Starflowers have creeping rhizomes with 5–20 cm vertical stalks. Each stalk has a whorl of 5–10 lanceolate leaves (up to 8 cm long) at its tip, with one to four (most often one or two) white flowers on smaller stalks extending from the center of the whorl. The flowers are about 1/2 in across and consist of five to nine petals that form a star-like shape. Its fruit is tiny, globe-shaped, pale blue, and matte.

==Biology==
Lysimachia borealis has three, fairly discrete phases of the life cycle each year: shoot development, rhizome growth, and tuber formation. The species reproduces both sexually, by seed, and asexually, via tubers. Flowers are pollinated primarily by halictid and andrenid bees. In response to warming, L. borealis appears to shift reproductive effort away from sexual reproduction toward asexual vegetative spread.

The species may show evidence for local adaptation, as northern and southern populations display differences in the timing of initiation of shoot growth and in the response of seeds to cold stratification.

Starflower is a larval host for the weevil Pelenomus sulcicollis.

------------------------

**TASK LIST:**
A – Update the starflower text, starting with "The species may" and going on through "weevil Pelenomus sulcicollis.", so that "weevil" becomes "beetle".
B – According to the starflower text, which bees mainly pollinate the flowers?
C – Pick up the starflower text after its last sentence and continue it.
The items that come next are separate from the starflower text.

------------------------

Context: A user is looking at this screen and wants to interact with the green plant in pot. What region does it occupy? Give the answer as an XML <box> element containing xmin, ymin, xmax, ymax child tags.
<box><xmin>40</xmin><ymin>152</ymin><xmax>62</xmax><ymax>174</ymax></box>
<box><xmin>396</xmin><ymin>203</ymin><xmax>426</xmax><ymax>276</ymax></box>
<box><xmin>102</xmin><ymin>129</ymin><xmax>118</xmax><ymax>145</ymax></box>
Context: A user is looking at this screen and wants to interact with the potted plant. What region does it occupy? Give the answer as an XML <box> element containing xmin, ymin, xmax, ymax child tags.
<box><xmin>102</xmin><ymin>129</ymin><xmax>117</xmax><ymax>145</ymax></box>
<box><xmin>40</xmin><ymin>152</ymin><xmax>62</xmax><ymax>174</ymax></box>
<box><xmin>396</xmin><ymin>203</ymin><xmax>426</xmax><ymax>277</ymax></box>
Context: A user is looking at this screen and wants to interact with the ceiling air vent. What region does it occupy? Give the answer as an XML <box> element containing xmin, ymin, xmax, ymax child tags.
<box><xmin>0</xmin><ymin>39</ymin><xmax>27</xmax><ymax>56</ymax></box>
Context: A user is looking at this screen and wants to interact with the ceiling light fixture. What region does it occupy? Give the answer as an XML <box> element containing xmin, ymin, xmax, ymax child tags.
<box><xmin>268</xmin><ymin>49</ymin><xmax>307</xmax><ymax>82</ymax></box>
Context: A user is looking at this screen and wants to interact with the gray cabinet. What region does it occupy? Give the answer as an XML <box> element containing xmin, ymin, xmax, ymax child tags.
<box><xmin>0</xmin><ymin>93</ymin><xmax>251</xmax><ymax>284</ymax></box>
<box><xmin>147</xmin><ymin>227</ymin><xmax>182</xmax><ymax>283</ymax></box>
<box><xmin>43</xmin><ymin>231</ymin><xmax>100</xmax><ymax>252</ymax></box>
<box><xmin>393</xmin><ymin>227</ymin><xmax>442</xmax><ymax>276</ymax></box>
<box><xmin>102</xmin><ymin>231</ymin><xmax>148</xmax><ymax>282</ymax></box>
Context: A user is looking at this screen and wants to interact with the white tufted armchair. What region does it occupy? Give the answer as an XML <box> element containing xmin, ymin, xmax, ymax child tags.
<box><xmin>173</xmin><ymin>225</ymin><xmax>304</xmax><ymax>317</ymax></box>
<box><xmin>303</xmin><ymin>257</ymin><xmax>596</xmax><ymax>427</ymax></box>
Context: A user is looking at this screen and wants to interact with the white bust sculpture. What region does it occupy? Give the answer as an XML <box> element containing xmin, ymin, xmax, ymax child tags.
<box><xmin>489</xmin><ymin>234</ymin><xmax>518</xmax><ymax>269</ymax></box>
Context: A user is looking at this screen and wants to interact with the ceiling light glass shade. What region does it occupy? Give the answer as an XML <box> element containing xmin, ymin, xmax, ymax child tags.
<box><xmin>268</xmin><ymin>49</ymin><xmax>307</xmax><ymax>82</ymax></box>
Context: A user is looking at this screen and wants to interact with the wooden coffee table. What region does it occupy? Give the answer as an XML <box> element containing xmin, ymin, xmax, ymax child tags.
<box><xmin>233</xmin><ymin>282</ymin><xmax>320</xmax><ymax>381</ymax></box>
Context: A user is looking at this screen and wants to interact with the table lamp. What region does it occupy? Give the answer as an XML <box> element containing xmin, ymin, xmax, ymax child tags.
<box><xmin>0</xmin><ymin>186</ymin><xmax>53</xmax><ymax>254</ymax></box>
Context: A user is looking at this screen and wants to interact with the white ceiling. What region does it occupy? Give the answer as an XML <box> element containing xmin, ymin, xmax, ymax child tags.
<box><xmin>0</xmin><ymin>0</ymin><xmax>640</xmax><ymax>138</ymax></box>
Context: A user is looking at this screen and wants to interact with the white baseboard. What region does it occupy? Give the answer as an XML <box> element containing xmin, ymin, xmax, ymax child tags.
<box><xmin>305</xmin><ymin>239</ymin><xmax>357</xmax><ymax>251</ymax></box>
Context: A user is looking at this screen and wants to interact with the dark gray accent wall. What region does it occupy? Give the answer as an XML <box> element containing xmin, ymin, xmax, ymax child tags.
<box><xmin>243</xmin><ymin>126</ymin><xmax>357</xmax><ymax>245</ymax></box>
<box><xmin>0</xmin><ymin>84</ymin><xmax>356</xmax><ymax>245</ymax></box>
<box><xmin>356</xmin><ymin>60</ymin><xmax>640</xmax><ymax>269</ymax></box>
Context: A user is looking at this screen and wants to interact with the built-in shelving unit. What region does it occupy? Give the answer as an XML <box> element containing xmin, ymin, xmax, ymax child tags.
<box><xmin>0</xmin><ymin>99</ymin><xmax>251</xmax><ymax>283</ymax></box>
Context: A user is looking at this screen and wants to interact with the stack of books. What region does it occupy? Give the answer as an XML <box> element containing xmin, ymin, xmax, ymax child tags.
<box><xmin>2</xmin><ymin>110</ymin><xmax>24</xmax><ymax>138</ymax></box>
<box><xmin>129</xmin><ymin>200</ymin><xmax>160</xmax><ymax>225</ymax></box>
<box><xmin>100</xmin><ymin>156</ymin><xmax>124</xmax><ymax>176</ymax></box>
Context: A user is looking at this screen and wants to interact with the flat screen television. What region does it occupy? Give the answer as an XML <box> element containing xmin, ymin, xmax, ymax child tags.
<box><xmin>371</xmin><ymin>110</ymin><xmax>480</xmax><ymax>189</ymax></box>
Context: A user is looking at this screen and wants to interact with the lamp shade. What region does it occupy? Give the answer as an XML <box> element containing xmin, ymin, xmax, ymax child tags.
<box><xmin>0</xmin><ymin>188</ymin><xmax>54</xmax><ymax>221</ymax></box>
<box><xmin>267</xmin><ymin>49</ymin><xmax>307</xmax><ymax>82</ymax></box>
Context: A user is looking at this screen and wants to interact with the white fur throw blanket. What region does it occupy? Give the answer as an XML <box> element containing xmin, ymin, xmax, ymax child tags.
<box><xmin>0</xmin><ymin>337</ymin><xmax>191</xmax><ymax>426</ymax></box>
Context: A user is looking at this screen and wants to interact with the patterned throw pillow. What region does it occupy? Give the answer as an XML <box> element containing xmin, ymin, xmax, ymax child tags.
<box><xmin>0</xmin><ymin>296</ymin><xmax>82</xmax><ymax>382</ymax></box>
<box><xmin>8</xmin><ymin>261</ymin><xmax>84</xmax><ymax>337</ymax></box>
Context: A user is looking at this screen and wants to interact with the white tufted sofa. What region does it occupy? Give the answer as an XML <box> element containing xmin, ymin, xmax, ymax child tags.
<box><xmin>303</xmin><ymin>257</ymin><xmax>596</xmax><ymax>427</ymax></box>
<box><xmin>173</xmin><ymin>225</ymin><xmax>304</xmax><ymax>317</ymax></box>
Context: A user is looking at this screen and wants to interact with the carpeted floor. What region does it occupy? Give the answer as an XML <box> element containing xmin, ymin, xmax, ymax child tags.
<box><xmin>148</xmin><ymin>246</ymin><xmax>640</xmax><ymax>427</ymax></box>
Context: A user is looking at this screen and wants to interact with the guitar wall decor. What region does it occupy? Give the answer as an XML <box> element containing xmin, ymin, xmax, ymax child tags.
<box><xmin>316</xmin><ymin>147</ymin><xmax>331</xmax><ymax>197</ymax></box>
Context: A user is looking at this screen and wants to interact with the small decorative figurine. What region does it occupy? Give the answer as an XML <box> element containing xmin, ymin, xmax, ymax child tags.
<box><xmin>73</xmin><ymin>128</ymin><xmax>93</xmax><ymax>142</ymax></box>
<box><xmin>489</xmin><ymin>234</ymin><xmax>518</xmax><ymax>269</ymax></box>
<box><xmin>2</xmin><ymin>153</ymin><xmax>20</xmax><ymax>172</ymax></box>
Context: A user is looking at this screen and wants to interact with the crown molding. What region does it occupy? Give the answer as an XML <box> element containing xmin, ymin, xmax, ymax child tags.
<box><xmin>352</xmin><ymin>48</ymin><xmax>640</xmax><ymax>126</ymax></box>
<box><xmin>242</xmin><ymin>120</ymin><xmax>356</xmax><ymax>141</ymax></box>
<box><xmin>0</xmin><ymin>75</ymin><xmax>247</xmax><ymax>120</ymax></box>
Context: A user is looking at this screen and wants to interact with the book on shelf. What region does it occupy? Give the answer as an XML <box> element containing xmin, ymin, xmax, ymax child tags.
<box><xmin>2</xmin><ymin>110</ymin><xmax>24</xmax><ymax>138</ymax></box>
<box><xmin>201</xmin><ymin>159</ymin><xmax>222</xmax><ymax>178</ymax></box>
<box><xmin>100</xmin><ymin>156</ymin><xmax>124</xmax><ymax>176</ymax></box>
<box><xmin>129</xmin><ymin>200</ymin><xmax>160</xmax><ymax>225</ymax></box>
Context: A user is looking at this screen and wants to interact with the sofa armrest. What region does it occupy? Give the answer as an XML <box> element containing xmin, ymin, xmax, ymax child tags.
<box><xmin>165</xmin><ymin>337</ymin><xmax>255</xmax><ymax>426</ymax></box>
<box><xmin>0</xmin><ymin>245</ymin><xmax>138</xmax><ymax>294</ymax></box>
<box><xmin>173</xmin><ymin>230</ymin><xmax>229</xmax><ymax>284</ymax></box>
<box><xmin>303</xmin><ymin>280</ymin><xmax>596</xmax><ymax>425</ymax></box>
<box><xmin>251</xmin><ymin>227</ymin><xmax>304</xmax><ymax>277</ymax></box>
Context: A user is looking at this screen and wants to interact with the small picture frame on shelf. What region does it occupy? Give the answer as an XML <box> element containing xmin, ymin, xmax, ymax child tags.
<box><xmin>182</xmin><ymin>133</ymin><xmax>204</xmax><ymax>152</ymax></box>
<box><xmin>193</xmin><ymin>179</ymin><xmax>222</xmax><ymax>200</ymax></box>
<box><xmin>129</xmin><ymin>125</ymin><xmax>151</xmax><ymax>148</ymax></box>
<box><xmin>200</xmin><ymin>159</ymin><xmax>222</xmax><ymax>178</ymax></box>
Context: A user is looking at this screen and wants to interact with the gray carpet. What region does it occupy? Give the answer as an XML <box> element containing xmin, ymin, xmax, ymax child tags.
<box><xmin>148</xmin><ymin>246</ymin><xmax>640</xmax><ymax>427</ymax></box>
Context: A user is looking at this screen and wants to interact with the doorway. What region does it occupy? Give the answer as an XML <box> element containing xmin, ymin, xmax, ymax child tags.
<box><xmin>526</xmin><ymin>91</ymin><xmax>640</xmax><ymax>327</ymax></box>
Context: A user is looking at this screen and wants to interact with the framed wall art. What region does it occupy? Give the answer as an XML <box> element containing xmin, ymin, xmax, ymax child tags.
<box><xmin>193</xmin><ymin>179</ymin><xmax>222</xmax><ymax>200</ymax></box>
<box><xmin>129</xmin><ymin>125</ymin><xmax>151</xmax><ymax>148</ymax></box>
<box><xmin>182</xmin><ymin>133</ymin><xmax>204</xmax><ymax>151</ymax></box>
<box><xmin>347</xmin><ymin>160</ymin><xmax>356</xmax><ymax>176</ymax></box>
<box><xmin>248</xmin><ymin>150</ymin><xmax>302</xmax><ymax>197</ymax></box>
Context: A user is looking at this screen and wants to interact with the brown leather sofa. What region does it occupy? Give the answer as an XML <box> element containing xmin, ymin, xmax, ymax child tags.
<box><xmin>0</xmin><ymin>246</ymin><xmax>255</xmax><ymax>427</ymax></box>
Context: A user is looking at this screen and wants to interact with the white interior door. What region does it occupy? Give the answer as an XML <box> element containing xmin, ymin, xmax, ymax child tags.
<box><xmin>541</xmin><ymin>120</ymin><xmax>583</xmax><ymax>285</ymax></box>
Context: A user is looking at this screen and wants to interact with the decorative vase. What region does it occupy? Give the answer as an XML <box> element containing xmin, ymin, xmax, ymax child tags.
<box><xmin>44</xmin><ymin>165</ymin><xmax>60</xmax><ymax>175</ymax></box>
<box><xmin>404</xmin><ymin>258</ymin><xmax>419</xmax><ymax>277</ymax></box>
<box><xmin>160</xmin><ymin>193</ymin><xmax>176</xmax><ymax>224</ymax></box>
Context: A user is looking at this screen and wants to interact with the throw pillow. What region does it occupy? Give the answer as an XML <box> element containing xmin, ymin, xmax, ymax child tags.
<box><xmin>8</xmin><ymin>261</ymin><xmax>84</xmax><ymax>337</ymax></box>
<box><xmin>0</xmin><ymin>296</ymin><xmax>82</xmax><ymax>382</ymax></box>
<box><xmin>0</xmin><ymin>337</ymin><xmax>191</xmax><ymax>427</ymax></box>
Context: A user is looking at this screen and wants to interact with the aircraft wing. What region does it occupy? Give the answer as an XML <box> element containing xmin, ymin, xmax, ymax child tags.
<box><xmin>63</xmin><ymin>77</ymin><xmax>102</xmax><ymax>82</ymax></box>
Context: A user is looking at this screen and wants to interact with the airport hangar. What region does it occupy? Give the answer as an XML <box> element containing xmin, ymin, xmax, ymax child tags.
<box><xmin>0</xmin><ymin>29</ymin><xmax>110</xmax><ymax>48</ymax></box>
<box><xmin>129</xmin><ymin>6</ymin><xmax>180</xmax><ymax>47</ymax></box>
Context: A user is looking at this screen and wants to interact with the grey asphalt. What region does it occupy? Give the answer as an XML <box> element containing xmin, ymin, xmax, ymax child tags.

------------------------

**ANSWERS FOR THIS EXERCISE:**
A –
The species may show evidence for local adaptation, as northern and southern populations display differences in the timing of initiation of shoot growth and in the response of seeds to cold stratification.

Starflower is a larval host for the beetle Pelenomus sulcicollis.

B – Halictid and andrenid bees.

C –
== Distribution and habitat ==
Lysimachia borealis is found from Canada to north-central and eastern United States, primarily in boreal forest in Canada and in northern conifer-hardwood forests in the United States. It is found in temperate climates. The species is one of the ten most common herbaceous-layer native plants in eastern deciduous U.S. National Park forests. Lysimachia latifolia (Pacific Starflower), which is a pinkish, purple variety, is native to the west coast of the United States and parts of western Canada.

==Taxonomy==
Two subspecies are recognized by the U.S. Department of Agriculture:
- Trientalis borealis Raf. ssp. borealis
- Trientalis borealis Raf. ssp. latifolia (Hook.) Hultén – broadleaf starflower

==Conservation status==
Lysimachia borealis is considered to be of "least concern" overall according to the International Union for Conservation of Nature. As of 2017, L. borealis is listed as endangered by Georgia and Kentucky and as threatened by Illinois and Tennessee.